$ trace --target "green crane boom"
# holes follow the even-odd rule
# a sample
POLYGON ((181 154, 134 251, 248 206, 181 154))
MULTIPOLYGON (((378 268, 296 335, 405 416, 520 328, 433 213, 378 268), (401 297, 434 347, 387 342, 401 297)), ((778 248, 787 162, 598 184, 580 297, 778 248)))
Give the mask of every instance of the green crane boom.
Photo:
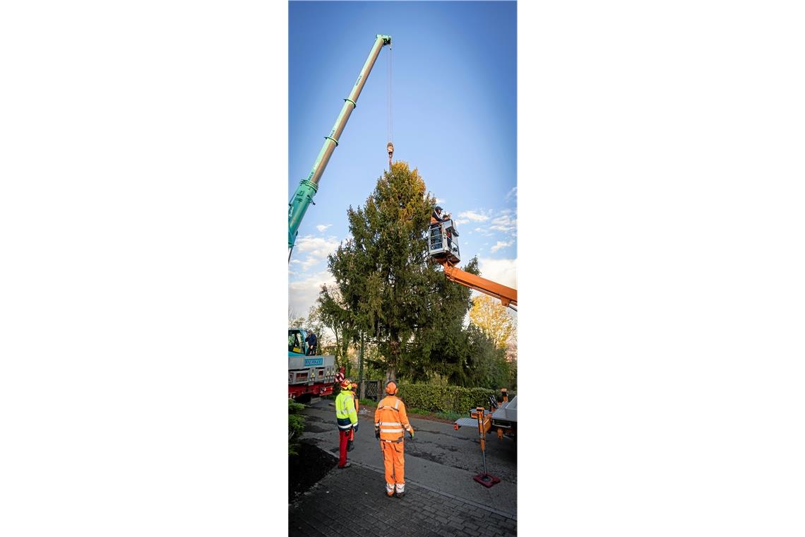
POLYGON ((353 86, 353 89, 349 93, 349 97, 344 99, 344 106, 341 107, 341 114, 338 114, 338 118, 336 119, 336 124, 332 126, 330 134, 324 137, 324 145, 321 147, 319 156, 316 157, 316 162, 313 163, 313 167, 311 169, 310 173, 308 174, 308 177, 303 179, 299 183, 299 187, 296 188, 296 192, 294 193, 294 196, 288 204, 290 206, 288 209, 289 262, 291 261, 291 252, 293 250, 294 244, 296 242, 296 235, 299 233, 299 224, 302 223, 302 219, 304 217, 304 213, 308 210, 308 207, 313 202, 313 196, 316 196, 316 192, 319 189, 319 180, 321 179, 321 175, 324 172, 324 168, 327 167, 327 163, 330 161, 330 157, 332 156, 332 151, 338 145, 338 140, 341 137, 341 133, 347 124, 347 120, 349 119, 349 114, 352 114, 352 111, 357 105, 357 97, 361 95, 361 91, 366 83, 366 78, 372 71, 372 67, 378 59, 378 55, 380 54, 380 49, 384 45, 390 44, 390 35, 378 34, 374 40, 374 45, 372 46, 369 57, 366 58, 366 62, 363 64, 363 68, 361 69, 361 72, 357 76, 357 80, 355 81, 355 85, 353 86))

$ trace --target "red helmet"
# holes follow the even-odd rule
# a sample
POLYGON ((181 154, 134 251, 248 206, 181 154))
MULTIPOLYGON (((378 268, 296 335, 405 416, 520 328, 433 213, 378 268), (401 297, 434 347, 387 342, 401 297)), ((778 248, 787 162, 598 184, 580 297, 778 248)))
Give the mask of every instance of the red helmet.
POLYGON ((397 382, 393 380, 390 380, 386 383, 386 393, 389 395, 394 395, 397 393, 397 382))

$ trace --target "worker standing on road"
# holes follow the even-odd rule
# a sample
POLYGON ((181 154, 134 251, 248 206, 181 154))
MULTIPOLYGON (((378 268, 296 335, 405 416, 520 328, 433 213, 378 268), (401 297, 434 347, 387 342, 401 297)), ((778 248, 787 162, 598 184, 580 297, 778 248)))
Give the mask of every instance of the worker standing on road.
MULTIPOLYGON (((353 401, 355 402, 355 414, 358 414, 361 411, 361 406, 358 402, 357 395, 357 383, 352 382, 349 384, 349 391, 353 394, 353 401)), ((353 450, 353 442, 355 440, 355 429, 353 428, 349 431, 349 439, 347 441, 347 451, 353 450)))
POLYGON ((374 437, 380 440, 386 467, 386 495, 397 498, 405 495, 405 456, 402 431, 414 438, 414 428, 408 423, 405 403, 397 397, 397 382, 386 384, 386 396, 378 404, 374 411, 374 437))
POLYGON ((349 391, 352 381, 341 381, 341 390, 336 397, 336 421, 338 422, 338 468, 347 468, 347 442, 353 432, 357 431, 357 412, 355 411, 355 394, 349 391))

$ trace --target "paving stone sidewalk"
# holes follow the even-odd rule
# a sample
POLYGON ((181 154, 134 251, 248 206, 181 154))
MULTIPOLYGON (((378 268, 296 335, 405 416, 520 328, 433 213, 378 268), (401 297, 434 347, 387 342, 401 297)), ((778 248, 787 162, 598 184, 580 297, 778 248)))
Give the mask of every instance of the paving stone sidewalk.
MULTIPOLYGON (((481 486, 479 485, 478 486, 481 486)), ((517 521, 494 510, 406 483, 387 498, 383 475, 353 464, 334 469, 289 506, 291 537, 516 535, 517 521)))

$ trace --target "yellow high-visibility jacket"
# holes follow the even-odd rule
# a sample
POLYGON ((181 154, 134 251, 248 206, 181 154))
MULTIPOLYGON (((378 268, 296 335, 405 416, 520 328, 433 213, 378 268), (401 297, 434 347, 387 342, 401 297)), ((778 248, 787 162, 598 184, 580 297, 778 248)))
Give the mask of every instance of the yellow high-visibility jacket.
POLYGON ((351 429, 353 425, 357 423, 355 395, 345 390, 336 396, 336 420, 341 431, 351 429))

● ● ● ● ● ● ●

Task requirements:
Without including any pictures, reproduce the listing exactly.

Result of this exercise:
$ trace --target "green crane boom"
# holes follow the even-odd rule
# a sample
POLYGON ((181 154, 134 251, 248 206, 181 154))
MULTIPOLYGON (((378 268, 296 335, 405 416, 520 328, 433 213, 378 268), (401 297, 434 347, 387 342, 401 297)), ((778 248, 787 162, 598 184, 580 297, 778 248)))
Give the mask of every instance of the green crane boom.
Photo:
POLYGON ((353 86, 353 89, 349 93, 349 97, 344 99, 344 106, 341 107, 341 114, 338 114, 338 118, 336 119, 336 124, 332 126, 330 134, 324 137, 324 145, 321 147, 319 156, 316 157, 316 162, 313 163, 313 167, 311 169, 310 173, 308 174, 308 177, 303 179, 299 183, 299 187, 296 188, 296 192, 294 193, 294 196, 288 204, 290 206, 288 209, 289 262, 291 261, 291 252, 293 250, 294 244, 296 242, 296 235, 299 233, 299 224, 302 223, 302 219, 304 217, 304 213, 308 210, 308 207, 313 202, 313 196, 316 196, 316 192, 319 189, 319 180, 321 179, 321 175, 324 172, 324 168, 327 167, 327 163, 330 161, 330 157, 332 156, 332 151, 338 145, 338 140, 341 137, 341 133, 347 124, 347 120, 349 119, 349 114, 352 114, 352 111, 357 105, 357 97, 361 95, 361 91, 366 83, 366 78, 372 71, 372 67, 378 59, 378 55, 380 54, 380 49, 384 45, 390 44, 390 35, 378 34, 374 40, 374 45, 372 46, 369 57, 366 58, 366 62, 363 64, 363 68, 361 69, 361 72, 357 76, 357 80, 355 81, 355 85, 353 86))

$ trace --target "red helmet"
# holes follow the even-odd rule
# a sample
POLYGON ((181 154, 134 251, 248 206, 181 154))
MULTIPOLYGON (((378 268, 296 335, 405 416, 520 328, 433 213, 378 268), (401 297, 434 347, 387 342, 401 297)), ((778 248, 787 162, 598 184, 580 297, 778 248)))
Give the mask of every instance of the red helmet.
POLYGON ((397 382, 393 380, 390 380, 386 383, 386 393, 389 395, 394 395, 397 393, 397 382))

$ trace --target "worker standing on road"
# holes follow the even-odd rule
# a sample
POLYGON ((181 154, 134 251, 248 206, 181 154))
MULTIPOLYGON (((378 268, 296 335, 405 416, 520 328, 433 213, 378 268), (401 297, 434 347, 387 342, 401 297)), ((778 248, 787 162, 598 184, 580 297, 778 248)))
Give the mask of every instance of the worker standing on road.
MULTIPOLYGON (((353 401, 355 402, 355 414, 358 414, 361 411, 361 406, 358 402, 357 395, 357 383, 352 382, 349 384, 349 391, 353 394, 353 401)), ((353 450, 353 442, 355 440, 355 429, 353 428, 349 431, 349 439, 347 441, 347 451, 353 450)))
POLYGON ((374 437, 380 440, 386 467, 386 495, 397 498, 405 495, 405 456, 402 431, 414 438, 414 428, 408 423, 405 403, 397 397, 397 382, 386 384, 386 396, 378 404, 374 411, 374 437))
POLYGON ((349 391, 352 381, 341 381, 341 390, 336 397, 336 421, 338 422, 338 468, 347 468, 347 442, 353 432, 357 431, 357 412, 355 411, 355 394, 349 391))

$ trace --target "paving stone sidewalk"
# holes follow the even-odd rule
# a sample
POLYGON ((181 154, 134 251, 248 206, 181 154))
MULTIPOLYGON (((378 268, 296 335, 405 416, 520 328, 433 213, 378 268), (401 297, 434 347, 387 342, 401 297)), ((778 248, 787 162, 598 184, 580 297, 778 248)))
Give the mask of every instance of the paving stone sidewalk.
MULTIPOLYGON (((481 486, 479 485, 478 486, 481 486)), ((517 521, 494 510, 406 483, 387 498, 383 475, 353 464, 334 469, 289 506, 291 537, 516 535, 517 521)))

$ trace --target "yellow high-visibility jacket"
# holes follow the even-odd rule
# a sample
POLYGON ((181 154, 134 251, 248 206, 181 154))
MULTIPOLYGON (((378 268, 296 335, 405 416, 520 328, 433 213, 378 268), (401 297, 434 347, 387 342, 401 297)), ((778 248, 787 162, 598 184, 580 297, 778 248)))
Give the mask of every instance of the yellow high-visibility jacket.
POLYGON ((351 429, 353 425, 357 423, 355 395, 345 390, 336 396, 336 420, 341 431, 351 429))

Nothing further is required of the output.